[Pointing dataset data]
----------------
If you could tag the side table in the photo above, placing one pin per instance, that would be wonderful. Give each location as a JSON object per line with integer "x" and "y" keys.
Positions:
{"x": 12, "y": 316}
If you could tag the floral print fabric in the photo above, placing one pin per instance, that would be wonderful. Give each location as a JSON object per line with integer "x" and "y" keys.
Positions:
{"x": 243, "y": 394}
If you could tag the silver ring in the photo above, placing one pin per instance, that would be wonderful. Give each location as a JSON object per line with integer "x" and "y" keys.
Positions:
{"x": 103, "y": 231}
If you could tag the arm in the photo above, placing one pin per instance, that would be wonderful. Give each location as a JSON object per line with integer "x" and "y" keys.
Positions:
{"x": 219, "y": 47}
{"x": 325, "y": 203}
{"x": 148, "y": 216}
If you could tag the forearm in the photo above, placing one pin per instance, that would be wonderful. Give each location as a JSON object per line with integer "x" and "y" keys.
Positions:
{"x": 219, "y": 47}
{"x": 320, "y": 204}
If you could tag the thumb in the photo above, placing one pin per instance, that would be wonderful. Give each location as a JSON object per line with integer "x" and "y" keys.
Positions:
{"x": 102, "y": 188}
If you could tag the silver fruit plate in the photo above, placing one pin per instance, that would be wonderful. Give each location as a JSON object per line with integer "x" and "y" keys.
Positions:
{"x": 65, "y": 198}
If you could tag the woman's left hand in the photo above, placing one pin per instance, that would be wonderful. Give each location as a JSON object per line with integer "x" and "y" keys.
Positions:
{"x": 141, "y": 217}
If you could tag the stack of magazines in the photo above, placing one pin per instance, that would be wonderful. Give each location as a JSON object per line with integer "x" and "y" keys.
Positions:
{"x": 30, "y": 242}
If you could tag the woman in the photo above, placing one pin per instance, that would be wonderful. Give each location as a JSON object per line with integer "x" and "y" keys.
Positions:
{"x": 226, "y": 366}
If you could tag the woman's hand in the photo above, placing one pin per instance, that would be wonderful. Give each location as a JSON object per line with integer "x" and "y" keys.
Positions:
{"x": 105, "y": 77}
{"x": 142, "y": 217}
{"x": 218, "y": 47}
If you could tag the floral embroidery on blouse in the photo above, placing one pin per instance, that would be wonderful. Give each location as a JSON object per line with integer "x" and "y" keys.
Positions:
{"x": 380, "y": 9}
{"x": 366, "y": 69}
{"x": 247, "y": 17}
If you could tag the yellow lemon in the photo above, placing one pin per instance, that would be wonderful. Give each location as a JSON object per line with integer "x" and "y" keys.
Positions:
----------------
● Prompt
Turn the data above, from the line containing "If you could tag the stack" through the end of the data, into a numbered list, with both ends included and any blank lines left out.

● Correct response
1. If you could tag the stack of magazines in the photo above, placing one pin per instance, that would be wonderful. Give each location as a JSON object per line with integer "x" and "y" keys.
2. Positions:
3. {"x": 30, "y": 242}
4. If you could tag the woman in the photo above, placing one pin per instance, that would be wonderful. Give each location as a JSON object per line with integer "x" and "y" keys.
5. Positions:
6. {"x": 226, "y": 366}
7. If you could tag the woman's hand in the photo above, placing one pin per instance, that would be wonderful. Give each location as a JSON object per line with integer "x" and "y" keys.
8. Positions:
9. {"x": 105, "y": 77}
10. {"x": 142, "y": 217}
11. {"x": 218, "y": 47}
12. If you could tag the floral embroidery on blouse in the photo above, placing one pin per instance, that would be wonderful. Give each location as a JSON object per line with integer "x" and "y" keys.
13. Positions:
14. {"x": 380, "y": 9}
15. {"x": 366, "y": 69}
16. {"x": 247, "y": 17}
17. If you could tag the yellow lemon in the photo above, placing one pin per instance, that would be wonderful. Give each location as a JSON object per line with integer "x" and "y" keys.
18. Positions:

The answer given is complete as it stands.